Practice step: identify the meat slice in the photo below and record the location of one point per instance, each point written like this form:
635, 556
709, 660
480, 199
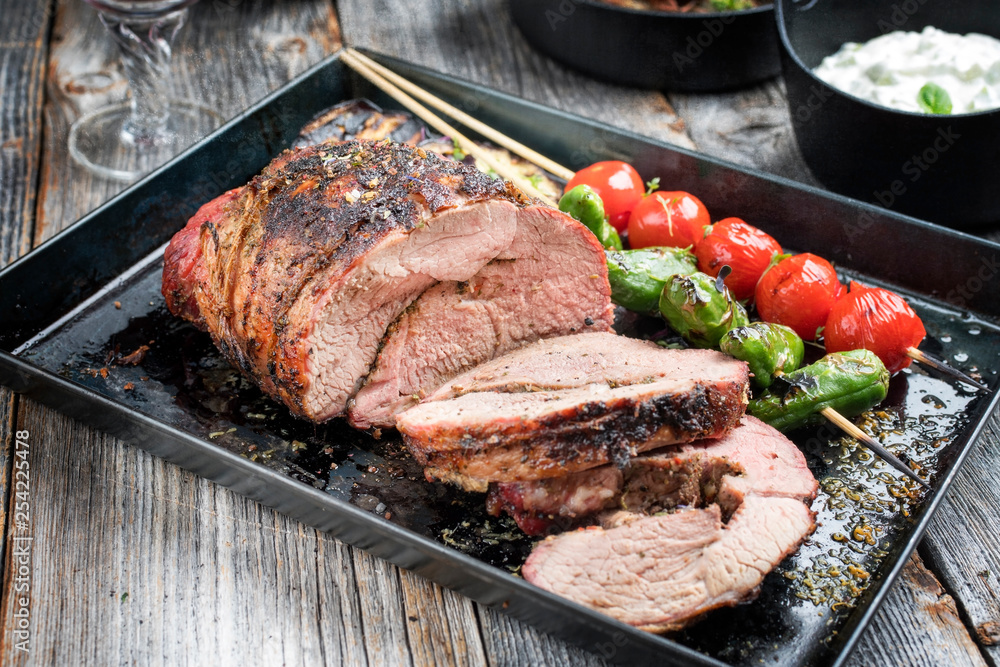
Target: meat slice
752, 458
571, 403
299, 276
661, 572
699, 526
548, 283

########

→ Exercise: All entries above, minus the pictures, should be repeated exactly.

→ Response area:
Practice step: identify the meat slice in the photo below and record the location of one point per instance, each point written like this form:
635, 556
709, 660
480, 199
Target: meat slice
752, 458
571, 403
299, 276
661, 572
699, 526
548, 283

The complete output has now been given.